What is being asked
Extract the lines beginning at the one that holds "point: khaki pants" and ending at the final line of the material below, keeping them exact and leaving out all pictures.

Task inputs
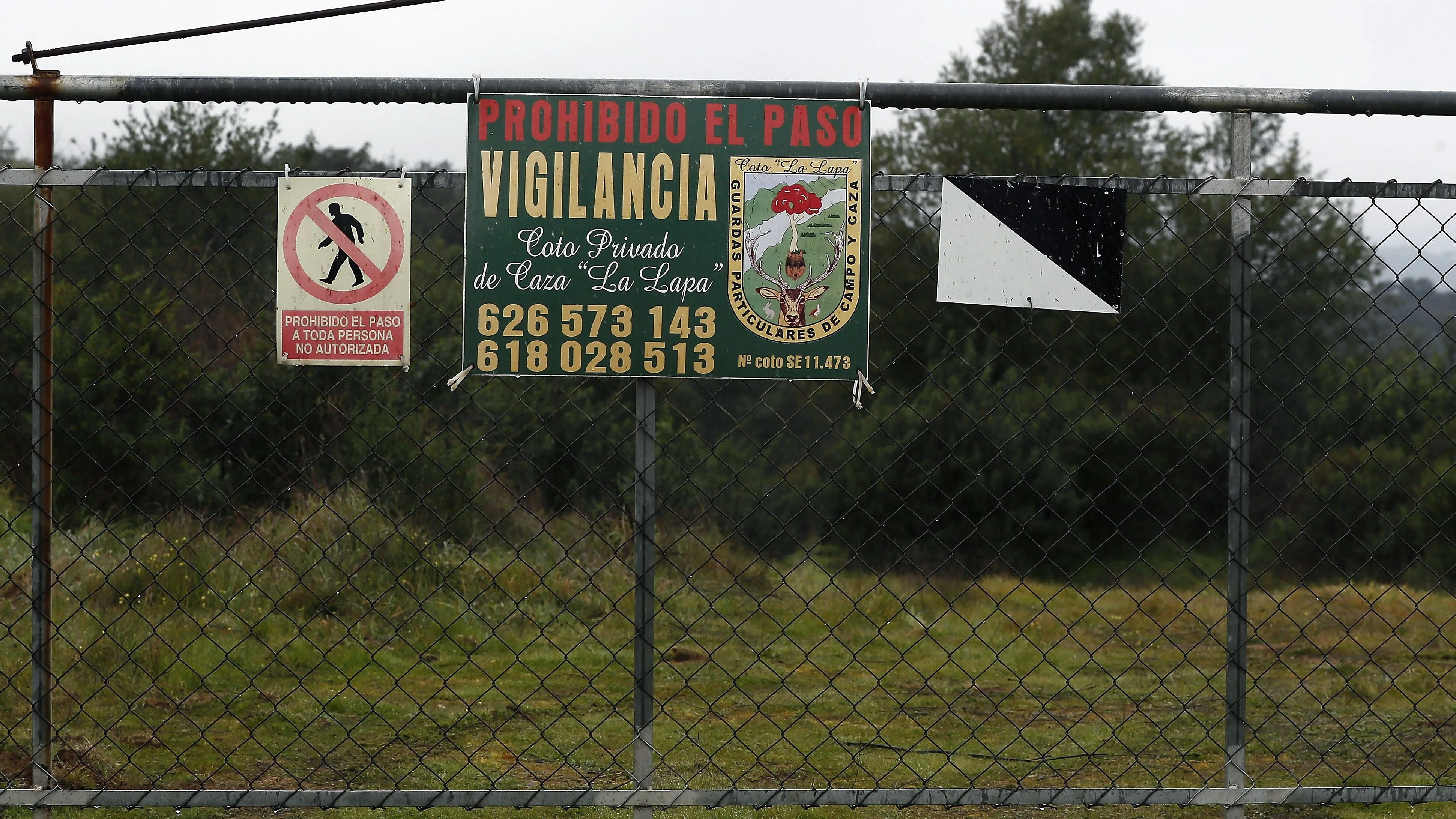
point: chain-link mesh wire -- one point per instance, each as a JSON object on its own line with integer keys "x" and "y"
{"x": 1008, "y": 570}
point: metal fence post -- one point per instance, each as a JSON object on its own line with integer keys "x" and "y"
{"x": 43, "y": 255}
{"x": 1241, "y": 375}
{"x": 644, "y": 542}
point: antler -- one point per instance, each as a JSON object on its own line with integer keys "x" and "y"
{"x": 756, "y": 263}
{"x": 832, "y": 263}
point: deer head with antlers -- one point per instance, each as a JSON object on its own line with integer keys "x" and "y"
{"x": 791, "y": 296}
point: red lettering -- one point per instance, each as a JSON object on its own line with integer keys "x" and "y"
{"x": 714, "y": 120}
{"x": 800, "y": 132}
{"x": 676, "y": 123}
{"x": 733, "y": 125}
{"x": 514, "y": 122}
{"x": 648, "y": 116}
{"x": 490, "y": 113}
{"x": 608, "y": 122}
{"x": 567, "y": 122}
{"x": 541, "y": 122}
{"x": 772, "y": 119}
{"x": 826, "y": 135}
{"x": 852, "y": 126}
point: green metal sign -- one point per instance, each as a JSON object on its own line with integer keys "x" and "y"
{"x": 667, "y": 237}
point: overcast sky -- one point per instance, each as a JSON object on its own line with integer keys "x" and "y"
{"x": 1390, "y": 44}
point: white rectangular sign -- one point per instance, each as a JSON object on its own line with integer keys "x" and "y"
{"x": 344, "y": 272}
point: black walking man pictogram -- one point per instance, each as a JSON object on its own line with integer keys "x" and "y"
{"x": 349, "y": 227}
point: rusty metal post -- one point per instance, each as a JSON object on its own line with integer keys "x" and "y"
{"x": 644, "y": 524}
{"x": 43, "y": 461}
{"x": 1241, "y": 430}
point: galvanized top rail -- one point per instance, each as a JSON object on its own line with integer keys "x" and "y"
{"x": 903, "y": 183}
{"x": 883, "y": 95}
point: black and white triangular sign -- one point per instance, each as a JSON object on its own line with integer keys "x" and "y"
{"x": 1027, "y": 245}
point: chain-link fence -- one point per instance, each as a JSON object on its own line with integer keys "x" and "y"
{"x": 1005, "y": 579}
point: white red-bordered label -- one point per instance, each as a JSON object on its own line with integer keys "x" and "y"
{"x": 344, "y": 272}
{"x": 349, "y": 336}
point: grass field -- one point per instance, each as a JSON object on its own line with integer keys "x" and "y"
{"x": 327, "y": 646}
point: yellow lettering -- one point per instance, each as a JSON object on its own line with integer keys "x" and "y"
{"x": 605, "y": 207}
{"x": 682, "y": 189}
{"x": 557, "y": 178}
{"x": 493, "y": 167}
{"x": 574, "y": 209}
{"x": 707, "y": 190}
{"x": 634, "y": 180}
{"x": 516, "y": 183}
{"x": 661, "y": 197}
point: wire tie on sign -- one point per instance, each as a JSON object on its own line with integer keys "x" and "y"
{"x": 861, "y": 384}
{"x": 456, "y": 379}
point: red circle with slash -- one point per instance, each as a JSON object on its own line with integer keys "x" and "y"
{"x": 379, "y": 277}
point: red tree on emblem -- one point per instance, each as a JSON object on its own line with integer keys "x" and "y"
{"x": 797, "y": 201}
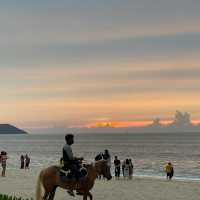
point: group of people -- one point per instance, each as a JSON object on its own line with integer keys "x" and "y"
{"x": 25, "y": 161}
{"x": 126, "y": 166}
{"x": 3, "y": 159}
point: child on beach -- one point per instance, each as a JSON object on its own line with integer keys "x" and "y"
{"x": 117, "y": 167}
{"x": 22, "y": 161}
{"x": 27, "y": 161}
{"x": 3, "y": 162}
{"x": 169, "y": 171}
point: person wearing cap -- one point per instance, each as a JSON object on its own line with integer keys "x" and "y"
{"x": 70, "y": 162}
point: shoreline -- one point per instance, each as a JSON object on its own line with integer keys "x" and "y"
{"x": 23, "y": 183}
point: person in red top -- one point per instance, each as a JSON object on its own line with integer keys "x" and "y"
{"x": 3, "y": 162}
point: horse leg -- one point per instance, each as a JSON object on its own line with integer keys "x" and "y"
{"x": 85, "y": 196}
{"x": 90, "y": 195}
{"x": 46, "y": 194}
{"x": 52, "y": 193}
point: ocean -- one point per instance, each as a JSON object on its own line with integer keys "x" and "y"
{"x": 149, "y": 151}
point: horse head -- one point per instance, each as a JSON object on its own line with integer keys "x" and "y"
{"x": 102, "y": 168}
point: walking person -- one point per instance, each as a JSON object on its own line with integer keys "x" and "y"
{"x": 22, "y": 161}
{"x": 130, "y": 169}
{"x": 169, "y": 169}
{"x": 27, "y": 161}
{"x": 107, "y": 157}
{"x": 126, "y": 169}
{"x": 3, "y": 163}
{"x": 117, "y": 167}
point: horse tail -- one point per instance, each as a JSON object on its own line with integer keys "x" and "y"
{"x": 39, "y": 187}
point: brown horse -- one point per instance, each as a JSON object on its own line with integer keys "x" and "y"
{"x": 50, "y": 179}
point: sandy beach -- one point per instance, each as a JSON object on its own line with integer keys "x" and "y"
{"x": 22, "y": 183}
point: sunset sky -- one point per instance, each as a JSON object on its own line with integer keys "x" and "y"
{"x": 74, "y": 63}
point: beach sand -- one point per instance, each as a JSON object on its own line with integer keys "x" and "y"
{"x": 22, "y": 183}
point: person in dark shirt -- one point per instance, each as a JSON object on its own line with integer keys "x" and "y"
{"x": 70, "y": 162}
{"x": 117, "y": 167}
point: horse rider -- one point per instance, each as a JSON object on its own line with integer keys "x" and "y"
{"x": 70, "y": 162}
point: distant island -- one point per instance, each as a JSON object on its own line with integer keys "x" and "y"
{"x": 10, "y": 129}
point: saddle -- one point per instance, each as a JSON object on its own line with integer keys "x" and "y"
{"x": 67, "y": 175}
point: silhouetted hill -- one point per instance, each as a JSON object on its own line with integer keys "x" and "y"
{"x": 9, "y": 129}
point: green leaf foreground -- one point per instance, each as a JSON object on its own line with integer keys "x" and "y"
{"x": 7, "y": 197}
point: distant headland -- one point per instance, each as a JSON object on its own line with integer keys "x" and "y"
{"x": 10, "y": 129}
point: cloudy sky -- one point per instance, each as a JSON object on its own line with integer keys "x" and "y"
{"x": 75, "y": 63}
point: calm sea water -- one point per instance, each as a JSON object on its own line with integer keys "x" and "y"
{"x": 149, "y": 152}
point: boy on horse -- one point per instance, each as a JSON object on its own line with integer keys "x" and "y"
{"x": 70, "y": 162}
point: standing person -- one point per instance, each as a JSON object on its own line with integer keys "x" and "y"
{"x": 22, "y": 161}
{"x": 27, "y": 161}
{"x": 130, "y": 169}
{"x": 107, "y": 157}
{"x": 70, "y": 162}
{"x": 126, "y": 168}
{"x": 169, "y": 171}
{"x": 117, "y": 167}
{"x": 123, "y": 166}
{"x": 3, "y": 162}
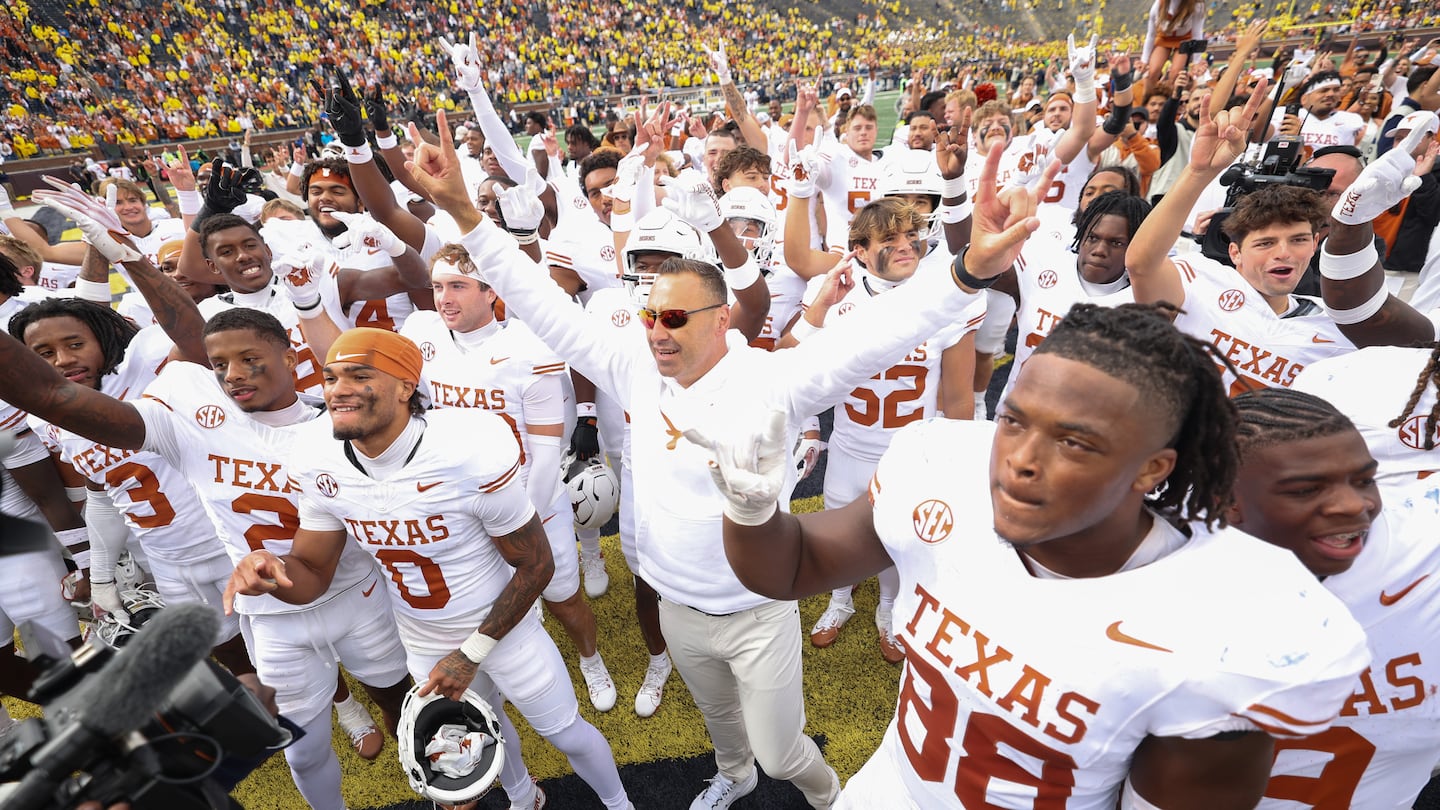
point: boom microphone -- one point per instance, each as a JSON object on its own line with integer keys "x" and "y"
{"x": 128, "y": 692}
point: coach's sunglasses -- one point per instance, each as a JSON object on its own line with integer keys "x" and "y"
{"x": 670, "y": 319}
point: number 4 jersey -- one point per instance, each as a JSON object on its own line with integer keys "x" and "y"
{"x": 1031, "y": 692}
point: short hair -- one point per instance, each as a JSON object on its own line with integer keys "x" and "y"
{"x": 1180, "y": 375}
{"x": 1276, "y": 415}
{"x": 742, "y": 159}
{"x": 710, "y": 276}
{"x": 1112, "y": 203}
{"x": 277, "y": 205}
{"x": 883, "y": 218}
{"x": 218, "y": 222}
{"x": 337, "y": 165}
{"x": 1273, "y": 205}
{"x": 259, "y": 322}
{"x": 582, "y": 134}
{"x": 111, "y": 329}
{"x": 598, "y": 159}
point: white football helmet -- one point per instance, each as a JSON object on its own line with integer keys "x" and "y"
{"x": 421, "y": 719}
{"x": 114, "y": 630}
{"x": 746, "y": 203}
{"x": 657, "y": 232}
{"x": 913, "y": 172}
{"x": 595, "y": 492}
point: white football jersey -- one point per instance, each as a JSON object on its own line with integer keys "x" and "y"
{"x": 1046, "y": 705}
{"x": 238, "y": 469}
{"x": 846, "y": 185}
{"x": 1373, "y": 386}
{"x": 1049, "y": 286}
{"x": 903, "y": 394}
{"x": 275, "y": 300}
{"x": 1384, "y": 744}
{"x": 1267, "y": 350}
{"x": 431, "y": 525}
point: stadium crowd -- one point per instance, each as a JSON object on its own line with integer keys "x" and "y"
{"x": 375, "y": 397}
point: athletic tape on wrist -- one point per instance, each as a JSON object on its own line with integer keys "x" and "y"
{"x": 1348, "y": 265}
{"x": 1362, "y": 312}
{"x": 477, "y": 647}
{"x": 189, "y": 202}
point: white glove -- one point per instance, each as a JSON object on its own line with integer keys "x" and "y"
{"x": 365, "y": 229}
{"x": 298, "y": 270}
{"x": 691, "y": 198}
{"x": 1388, "y": 179}
{"x": 95, "y": 219}
{"x": 105, "y": 598}
{"x": 749, "y": 469}
{"x": 720, "y": 62}
{"x": 1082, "y": 67}
{"x": 520, "y": 205}
{"x": 465, "y": 58}
{"x": 805, "y": 456}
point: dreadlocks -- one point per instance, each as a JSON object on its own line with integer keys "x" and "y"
{"x": 1429, "y": 375}
{"x": 110, "y": 327}
{"x": 1138, "y": 345}
{"x": 1273, "y": 415}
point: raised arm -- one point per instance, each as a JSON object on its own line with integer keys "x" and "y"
{"x": 1352, "y": 277}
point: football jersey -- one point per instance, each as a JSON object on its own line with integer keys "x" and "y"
{"x": 846, "y": 185}
{"x": 1266, "y": 349}
{"x": 275, "y": 300}
{"x": 1046, "y": 705}
{"x": 1373, "y": 386}
{"x": 238, "y": 469}
{"x": 903, "y": 394}
{"x": 157, "y": 502}
{"x": 465, "y": 379}
{"x": 1384, "y": 744}
{"x": 1049, "y": 286}
{"x": 429, "y": 525}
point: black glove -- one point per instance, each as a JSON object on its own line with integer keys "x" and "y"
{"x": 225, "y": 190}
{"x": 375, "y": 108}
{"x": 585, "y": 440}
{"x": 343, "y": 108}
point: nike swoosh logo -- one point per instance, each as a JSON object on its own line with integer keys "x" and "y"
{"x": 1391, "y": 598}
{"x": 1113, "y": 633}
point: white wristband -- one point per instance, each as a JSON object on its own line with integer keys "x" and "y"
{"x": 97, "y": 291}
{"x": 1362, "y": 312}
{"x": 743, "y": 276}
{"x": 189, "y": 202}
{"x": 477, "y": 647}
{"x": 1347, "y": 265}
{"x": 359, "y": 153}
{"x": 804, "y": 329}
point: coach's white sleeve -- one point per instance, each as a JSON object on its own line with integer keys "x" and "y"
{"x": 870, "y": 339}
{"x": 602, "y": 355}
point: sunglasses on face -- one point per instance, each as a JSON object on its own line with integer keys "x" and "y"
{"x": 670, "y": 319}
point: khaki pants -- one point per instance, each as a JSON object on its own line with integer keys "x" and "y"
{"x": 743, "y": 672}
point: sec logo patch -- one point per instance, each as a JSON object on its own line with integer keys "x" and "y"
{"x": 932, "y": 521}
{"x": 209, "y": 417}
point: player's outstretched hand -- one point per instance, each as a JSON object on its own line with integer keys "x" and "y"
{"x": 1390, "y": 177}
{"x": 749, "y": 467}
{"x": 258, "y": 572}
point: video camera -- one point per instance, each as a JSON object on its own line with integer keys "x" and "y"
{"x": 156, "y": 724}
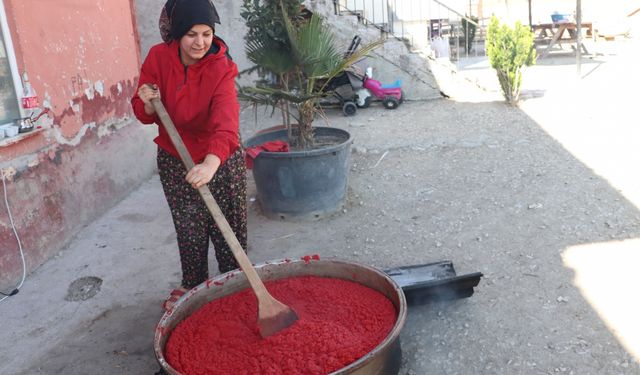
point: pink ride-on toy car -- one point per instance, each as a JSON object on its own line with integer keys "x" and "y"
{"x": 391, "y": 95}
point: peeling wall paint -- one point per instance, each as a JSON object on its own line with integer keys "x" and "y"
{"x": 83, "y": 61}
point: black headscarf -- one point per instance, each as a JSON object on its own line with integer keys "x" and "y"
{"x": 178, "y": 16}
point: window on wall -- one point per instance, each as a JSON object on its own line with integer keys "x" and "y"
{"x": 9, "y": 109}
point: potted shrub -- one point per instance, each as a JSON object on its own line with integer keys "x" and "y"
{"x": 510, "y": 50}
{"x": 296, "y": 56}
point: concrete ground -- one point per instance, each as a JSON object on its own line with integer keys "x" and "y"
{"x": 543, "y": 199}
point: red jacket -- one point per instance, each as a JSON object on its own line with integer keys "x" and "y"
{"x": 201, "y": 100}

Problem solution
point: khaki pants -- one point per instance, each as a JSON object on its own line with integer keys "x" and "y"
{"x": 743, "y": 672}
point: sec logo patch -- one point per instance, each as a JSON object on its own line with integer keys "x" and "y"
{"x": 932, "y": 521}
{"x": 209, "y": 417}
point: player's outstretched hand -- one point per instance, each as a JSON object on its own line with integer keys "x" and "y"
{"x": 1390, "y": 177}
{"x": 749, "y": 467}
{"x": 258, "y": 572}
point: video camera -- one point per instance, each as a JSON object on its own line with integer keys "x" and "y"
{"x": 156, "y": 724}
point: pink ride-on toy car -- one point per instance, each as a JSON object on its own line with integer keys "x" and "y"
{"x": 391, "y": 95}
point: peeling wall paint -- one point per instance, each as a JSON object on its own line with integer keys "x" and "y"
{"x": 83, "y": 61}
point: black headscarf -- one point per instance, each as a JSON object on its own line with integer keys "x" and "y"
{"x": 178, "y": 16}
point: window on wall -- one point per instance, each as a JSON object on its own line with integer keys "x" and "y"
{"x": 9, "y": 109}
point: potted shrub -- one point per instance, each as a JSON object on its own line with integer keys "x" and "y"
{"x": 510, "y": 50}
{"x": 296, "y": 56}
point: concrete ground -- one point per instance, each as a JSON object on its own line with integer keys "x" and "y"
{"x": 543, "y": 199}
point: red jacket -- one point per instance, each as a JSON object on its own line with integer keys "x" and "y"
{"x": 201, "y": 100}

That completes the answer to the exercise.